Records from a data source:
■ ■ ■ ■

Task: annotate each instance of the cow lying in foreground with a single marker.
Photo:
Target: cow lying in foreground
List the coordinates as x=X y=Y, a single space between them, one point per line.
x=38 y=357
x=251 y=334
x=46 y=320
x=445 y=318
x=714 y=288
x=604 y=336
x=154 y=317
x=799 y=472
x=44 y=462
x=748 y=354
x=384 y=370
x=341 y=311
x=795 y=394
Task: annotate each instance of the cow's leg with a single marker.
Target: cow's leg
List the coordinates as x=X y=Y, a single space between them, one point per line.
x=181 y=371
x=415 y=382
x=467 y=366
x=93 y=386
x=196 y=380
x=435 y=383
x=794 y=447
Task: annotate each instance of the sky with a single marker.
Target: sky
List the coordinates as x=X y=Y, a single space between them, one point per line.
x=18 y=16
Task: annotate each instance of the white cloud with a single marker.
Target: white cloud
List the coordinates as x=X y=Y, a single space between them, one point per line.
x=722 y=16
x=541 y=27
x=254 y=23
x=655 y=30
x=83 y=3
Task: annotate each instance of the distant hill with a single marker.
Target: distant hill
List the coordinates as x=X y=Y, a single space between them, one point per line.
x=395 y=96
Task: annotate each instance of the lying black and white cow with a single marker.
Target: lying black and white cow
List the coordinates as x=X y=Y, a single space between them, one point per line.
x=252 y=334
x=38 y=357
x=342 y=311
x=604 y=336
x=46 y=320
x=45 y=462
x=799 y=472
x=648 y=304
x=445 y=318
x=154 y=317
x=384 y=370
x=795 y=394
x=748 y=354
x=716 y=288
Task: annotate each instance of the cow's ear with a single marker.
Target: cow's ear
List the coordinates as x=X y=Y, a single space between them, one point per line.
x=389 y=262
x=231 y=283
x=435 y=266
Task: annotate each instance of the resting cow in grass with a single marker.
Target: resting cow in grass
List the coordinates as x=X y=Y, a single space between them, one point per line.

■ ■ ■ ■

**WORK REQUEST:**
Please copy, word for word, every line from the first line of the records through the line containing "Target: cow lying in foreground", with both of those lines included and nothing else.

**RESULT OF THE TASK:**
Task: annotate each instance of the cow lying in foreground with a single marker.
Photo:
Target: cow lying in foreground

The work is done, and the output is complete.